Collected data:
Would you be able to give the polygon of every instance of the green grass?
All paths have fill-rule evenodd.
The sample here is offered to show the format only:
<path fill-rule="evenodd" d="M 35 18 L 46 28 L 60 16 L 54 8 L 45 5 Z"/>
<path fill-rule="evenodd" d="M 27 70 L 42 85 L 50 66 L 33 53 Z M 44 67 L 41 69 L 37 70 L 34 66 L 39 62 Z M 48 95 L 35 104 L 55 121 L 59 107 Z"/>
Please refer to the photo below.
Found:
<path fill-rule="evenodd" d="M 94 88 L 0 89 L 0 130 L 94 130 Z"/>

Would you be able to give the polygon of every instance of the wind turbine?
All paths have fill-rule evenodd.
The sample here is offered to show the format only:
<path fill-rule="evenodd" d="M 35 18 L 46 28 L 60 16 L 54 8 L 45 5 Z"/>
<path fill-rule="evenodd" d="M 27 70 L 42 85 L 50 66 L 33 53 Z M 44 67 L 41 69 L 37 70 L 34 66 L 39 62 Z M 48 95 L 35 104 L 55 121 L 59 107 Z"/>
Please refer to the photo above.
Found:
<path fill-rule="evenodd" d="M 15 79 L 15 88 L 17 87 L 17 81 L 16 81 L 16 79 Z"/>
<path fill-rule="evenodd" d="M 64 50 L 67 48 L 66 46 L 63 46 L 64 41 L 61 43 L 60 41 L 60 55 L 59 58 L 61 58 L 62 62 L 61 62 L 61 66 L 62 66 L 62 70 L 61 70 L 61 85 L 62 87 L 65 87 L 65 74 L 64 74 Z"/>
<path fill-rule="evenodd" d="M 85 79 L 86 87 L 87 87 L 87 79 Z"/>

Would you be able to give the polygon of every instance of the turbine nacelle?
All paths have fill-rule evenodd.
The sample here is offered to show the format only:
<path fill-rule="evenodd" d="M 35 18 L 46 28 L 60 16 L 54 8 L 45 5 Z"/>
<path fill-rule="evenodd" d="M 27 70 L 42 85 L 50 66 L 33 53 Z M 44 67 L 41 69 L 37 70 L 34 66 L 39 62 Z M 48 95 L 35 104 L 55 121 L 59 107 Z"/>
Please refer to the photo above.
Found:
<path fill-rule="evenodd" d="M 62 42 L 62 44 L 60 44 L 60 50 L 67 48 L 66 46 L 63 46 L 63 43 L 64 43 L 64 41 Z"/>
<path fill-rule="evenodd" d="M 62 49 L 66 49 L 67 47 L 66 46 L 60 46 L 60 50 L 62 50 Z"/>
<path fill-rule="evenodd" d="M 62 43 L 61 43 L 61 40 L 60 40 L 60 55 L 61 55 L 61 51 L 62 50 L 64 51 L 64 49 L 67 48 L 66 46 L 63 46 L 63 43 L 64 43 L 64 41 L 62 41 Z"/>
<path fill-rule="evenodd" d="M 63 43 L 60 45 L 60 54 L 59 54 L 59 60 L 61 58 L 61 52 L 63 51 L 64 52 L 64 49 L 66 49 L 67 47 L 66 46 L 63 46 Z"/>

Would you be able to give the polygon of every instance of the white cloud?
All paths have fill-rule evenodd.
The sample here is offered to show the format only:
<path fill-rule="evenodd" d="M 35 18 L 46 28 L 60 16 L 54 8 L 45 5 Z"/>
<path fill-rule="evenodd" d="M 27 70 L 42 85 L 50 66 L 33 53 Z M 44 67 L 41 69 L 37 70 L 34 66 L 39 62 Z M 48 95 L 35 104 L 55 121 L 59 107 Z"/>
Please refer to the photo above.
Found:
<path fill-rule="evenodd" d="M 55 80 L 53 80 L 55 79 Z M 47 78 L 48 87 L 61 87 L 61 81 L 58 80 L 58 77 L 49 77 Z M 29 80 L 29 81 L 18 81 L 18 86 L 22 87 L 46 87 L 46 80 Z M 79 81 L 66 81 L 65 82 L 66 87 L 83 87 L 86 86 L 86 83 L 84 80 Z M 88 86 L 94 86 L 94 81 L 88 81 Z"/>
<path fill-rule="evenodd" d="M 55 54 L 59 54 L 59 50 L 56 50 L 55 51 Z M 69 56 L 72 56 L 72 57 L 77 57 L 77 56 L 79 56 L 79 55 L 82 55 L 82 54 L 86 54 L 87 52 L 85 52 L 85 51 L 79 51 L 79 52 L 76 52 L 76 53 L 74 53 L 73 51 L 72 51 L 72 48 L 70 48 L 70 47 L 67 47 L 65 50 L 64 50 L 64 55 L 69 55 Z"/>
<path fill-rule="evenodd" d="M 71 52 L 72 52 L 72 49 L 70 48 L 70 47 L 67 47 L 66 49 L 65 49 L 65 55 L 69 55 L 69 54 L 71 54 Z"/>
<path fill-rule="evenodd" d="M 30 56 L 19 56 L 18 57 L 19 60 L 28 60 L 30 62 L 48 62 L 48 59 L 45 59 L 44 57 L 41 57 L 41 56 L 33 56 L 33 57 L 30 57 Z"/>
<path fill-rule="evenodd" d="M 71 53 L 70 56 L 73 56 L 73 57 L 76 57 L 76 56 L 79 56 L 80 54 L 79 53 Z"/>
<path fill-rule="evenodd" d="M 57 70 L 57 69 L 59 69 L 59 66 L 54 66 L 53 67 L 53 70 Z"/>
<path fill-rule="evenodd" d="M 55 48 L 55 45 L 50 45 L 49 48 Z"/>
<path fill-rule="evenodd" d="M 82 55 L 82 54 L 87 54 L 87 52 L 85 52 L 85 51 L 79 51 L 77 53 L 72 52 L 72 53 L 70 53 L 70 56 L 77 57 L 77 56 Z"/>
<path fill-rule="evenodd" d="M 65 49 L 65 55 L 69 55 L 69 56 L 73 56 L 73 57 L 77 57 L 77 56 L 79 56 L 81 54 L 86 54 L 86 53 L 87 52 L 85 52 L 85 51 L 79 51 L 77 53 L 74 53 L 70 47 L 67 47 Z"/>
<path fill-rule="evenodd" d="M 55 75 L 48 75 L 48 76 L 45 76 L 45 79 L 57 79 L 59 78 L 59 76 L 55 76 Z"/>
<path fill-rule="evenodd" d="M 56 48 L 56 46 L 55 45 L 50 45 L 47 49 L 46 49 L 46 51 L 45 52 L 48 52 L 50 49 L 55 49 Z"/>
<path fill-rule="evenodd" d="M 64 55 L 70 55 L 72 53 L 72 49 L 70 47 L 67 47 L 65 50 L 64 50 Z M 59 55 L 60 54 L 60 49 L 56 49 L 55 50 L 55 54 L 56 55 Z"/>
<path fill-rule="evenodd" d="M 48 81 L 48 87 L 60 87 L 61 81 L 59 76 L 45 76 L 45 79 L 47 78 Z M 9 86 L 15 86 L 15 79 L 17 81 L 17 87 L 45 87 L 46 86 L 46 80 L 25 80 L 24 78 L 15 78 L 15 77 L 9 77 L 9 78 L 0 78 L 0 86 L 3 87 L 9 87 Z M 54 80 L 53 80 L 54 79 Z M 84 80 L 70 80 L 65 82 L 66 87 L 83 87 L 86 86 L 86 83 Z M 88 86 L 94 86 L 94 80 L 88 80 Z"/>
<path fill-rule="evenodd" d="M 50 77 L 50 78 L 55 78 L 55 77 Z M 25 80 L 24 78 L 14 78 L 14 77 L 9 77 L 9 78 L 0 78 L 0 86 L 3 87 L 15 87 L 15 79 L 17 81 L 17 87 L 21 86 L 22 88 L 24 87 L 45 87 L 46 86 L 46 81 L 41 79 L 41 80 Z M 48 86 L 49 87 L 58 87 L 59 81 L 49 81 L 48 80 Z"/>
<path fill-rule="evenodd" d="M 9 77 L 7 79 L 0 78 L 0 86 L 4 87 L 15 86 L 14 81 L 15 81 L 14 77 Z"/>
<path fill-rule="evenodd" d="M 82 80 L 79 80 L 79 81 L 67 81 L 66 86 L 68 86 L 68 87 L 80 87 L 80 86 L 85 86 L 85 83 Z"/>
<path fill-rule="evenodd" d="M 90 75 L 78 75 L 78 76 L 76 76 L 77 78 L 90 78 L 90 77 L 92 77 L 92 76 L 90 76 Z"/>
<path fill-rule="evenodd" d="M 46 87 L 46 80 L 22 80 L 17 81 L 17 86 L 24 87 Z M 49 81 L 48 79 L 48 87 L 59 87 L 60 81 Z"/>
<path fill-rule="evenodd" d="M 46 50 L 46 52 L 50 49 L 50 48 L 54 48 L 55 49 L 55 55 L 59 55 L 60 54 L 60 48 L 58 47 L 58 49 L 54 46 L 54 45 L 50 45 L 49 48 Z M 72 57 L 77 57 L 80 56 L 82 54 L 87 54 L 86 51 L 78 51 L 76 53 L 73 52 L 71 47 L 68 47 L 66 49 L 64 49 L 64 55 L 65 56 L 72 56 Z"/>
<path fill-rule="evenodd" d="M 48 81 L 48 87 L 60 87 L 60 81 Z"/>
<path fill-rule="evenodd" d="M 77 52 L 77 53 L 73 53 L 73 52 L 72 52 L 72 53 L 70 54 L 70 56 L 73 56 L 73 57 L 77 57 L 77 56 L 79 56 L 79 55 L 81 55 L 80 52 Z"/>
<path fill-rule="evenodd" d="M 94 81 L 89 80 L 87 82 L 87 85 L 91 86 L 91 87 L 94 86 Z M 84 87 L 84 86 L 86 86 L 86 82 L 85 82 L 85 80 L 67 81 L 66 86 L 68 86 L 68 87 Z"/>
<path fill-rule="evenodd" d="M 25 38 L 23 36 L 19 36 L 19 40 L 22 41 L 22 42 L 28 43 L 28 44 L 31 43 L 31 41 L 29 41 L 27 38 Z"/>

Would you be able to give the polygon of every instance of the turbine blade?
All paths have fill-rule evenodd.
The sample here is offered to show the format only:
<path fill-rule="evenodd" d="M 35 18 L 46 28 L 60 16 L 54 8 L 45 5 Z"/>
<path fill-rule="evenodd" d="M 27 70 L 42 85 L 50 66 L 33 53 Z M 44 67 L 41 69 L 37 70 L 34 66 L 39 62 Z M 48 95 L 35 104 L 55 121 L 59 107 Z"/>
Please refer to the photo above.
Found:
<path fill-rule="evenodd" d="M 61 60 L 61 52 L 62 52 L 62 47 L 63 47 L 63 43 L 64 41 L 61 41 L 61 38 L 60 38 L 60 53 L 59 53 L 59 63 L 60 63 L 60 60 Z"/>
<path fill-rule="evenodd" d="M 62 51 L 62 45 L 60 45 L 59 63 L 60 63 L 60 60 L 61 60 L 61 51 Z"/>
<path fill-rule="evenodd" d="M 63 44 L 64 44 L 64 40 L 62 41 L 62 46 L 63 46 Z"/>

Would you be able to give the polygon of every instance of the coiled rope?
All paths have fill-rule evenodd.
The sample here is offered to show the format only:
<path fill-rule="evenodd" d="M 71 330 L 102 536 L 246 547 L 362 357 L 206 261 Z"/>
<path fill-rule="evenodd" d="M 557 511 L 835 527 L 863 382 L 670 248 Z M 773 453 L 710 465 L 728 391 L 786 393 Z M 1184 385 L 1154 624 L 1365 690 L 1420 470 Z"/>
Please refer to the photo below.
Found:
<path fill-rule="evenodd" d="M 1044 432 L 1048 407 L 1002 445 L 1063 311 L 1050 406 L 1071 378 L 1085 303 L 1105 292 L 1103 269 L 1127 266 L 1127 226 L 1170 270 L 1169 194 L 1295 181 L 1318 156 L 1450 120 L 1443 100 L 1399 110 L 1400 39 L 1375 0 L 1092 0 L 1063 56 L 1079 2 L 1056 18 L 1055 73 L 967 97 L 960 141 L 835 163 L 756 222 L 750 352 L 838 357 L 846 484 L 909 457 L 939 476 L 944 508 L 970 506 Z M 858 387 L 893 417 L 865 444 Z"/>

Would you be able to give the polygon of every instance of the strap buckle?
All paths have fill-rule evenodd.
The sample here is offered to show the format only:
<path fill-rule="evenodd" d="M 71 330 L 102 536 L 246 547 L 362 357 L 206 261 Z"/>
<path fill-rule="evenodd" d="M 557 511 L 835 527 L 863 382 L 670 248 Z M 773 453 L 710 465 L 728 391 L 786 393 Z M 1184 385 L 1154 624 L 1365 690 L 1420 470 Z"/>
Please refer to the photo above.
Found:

Exercise goal — Only lines containing the string "able" are needed. Pull each of them out of the records above.

Exercise result —
Would you be able to give the polygon of every instance of the green grass?
Would you be able to give the polygon of every instance of the wind turbine?
Would you be able to give the polygon of every instance of the turbine nacelle?
Would you be able to give the polygon of every instance of the white cloud?
Would you be able to give the polygon of every instance of the turbine blade?
Would you be able to give the polygon of every instance of the coiled rope?
Would you be able to give the polygon of every instance of the strap buckle?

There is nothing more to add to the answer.